I don't recall who suggested it,  but tis a  great idea. (Don Anderson)

    God bless George Barnes and the card scraper!  (Darrol Groth)


I've just completed my first rod glue-up using epoxy.  My problem is there is a slight bend (~1/8 in.) in the last 12 inches of the thin end of the tip section and also a slight bow in the butt section.  Unfortunately, I've heat tempered the epoxy already.

When I tried bending a test section I made up using a heat gun, I could not create a permanent bend.  I tried heating more and more until the epoxy finally gave up.  Needless to say,  I'm reluctant to try this approach on my rod.

Any suggestions?  Is 1/8 inch insignificant to performance and just an aesthetic issue?  (Al Baldauski)

    If you continue to use epoxy on future rods, sooner or later you'll have to learn to straighten.  Try less heat and longer exposures.  Also, be sure to hold an inverse bend for several seconds, allowing the rod section to cool considerably before releasing.  (Harry Boyd)

    Next time, don't use epoxy.

> **INFORMATION PROVIDED**

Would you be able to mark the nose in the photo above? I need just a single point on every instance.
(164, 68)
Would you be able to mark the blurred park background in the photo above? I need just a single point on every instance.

> **LIST OF TASKS**
1. From the rod-building discussion, copy out the part that opens with the words containing "When I tried" and closes with "releasing.  (Harry Boyd)", keeping every word and mark unchanged.
2. Answer these questions about the rod-building discussion:
(a) How large is the bend in the tip section, and where on the section is it?
(b) What does Harry Boyd say to hold, and for how long, when straightening?
(c) Whose name appears together with the card scraper in a blessing?
3. Go on with the rod-building discussion about straightening epoxy-glued sections, picking up after its final sentence.

> **EXERCISE RESULTS**
1.
When I tried bending a test section I made up using a heat gun, I could not create a permanent bend.  I tried heating more and more until the epoxy finally gave up.  Needless to say,  I'm reluctant to try this approach on my rod.

Any suggestions?  Is 1/8 inch insignificant to performance and just an aesthetic issue?  (Al Baldauski)

    If you continue to use epoxy on future rods, sooner or later you'll have to learn to straighten.  Try less heat and longer exposures.  Also, be sure to hold an inverse bend for several seconds, allowing the rod section to cool considerably before releasing.  (Harry Boyd)

2.
(a) About 1/8 inch, in the last 12 inches of the thin end of the tip section.
(b) An inverse bend, held for several seconds so the rod section cools considerably before it is released.
(c) George Barnes.

3.
    Since you talk about "heat tempering" the epoxy, it sounds like you used Nyatex.  Several years ago somebody did a test of heat resistance with several glues and Nyatex fared the worst.  Unfortunately, the results of that test were posted to the list about 2 days after I ordered some Nyatex. My recollection is that Epon had pretty good heat resistance.  I never opened my cans of epoxy and have only used resorcinol and polyurethane glues.  I've never had a problem with glue failure because of heat straightening, and I have had to do some pretty serious straightening when I was binding by hand.  (Robert Kope)

    It is also not a bad idea to iron the splines before gluing up. Having them straight to start with helps!  (Geert Poorteman)


Does anyone have a tip for sanding the very end of tips? I am always afraid of rounding my corners.  (Scott Wolfe)

    I have a long hard rubber sanding block that I use for sanding the flats, yes it came from Harbor Freight.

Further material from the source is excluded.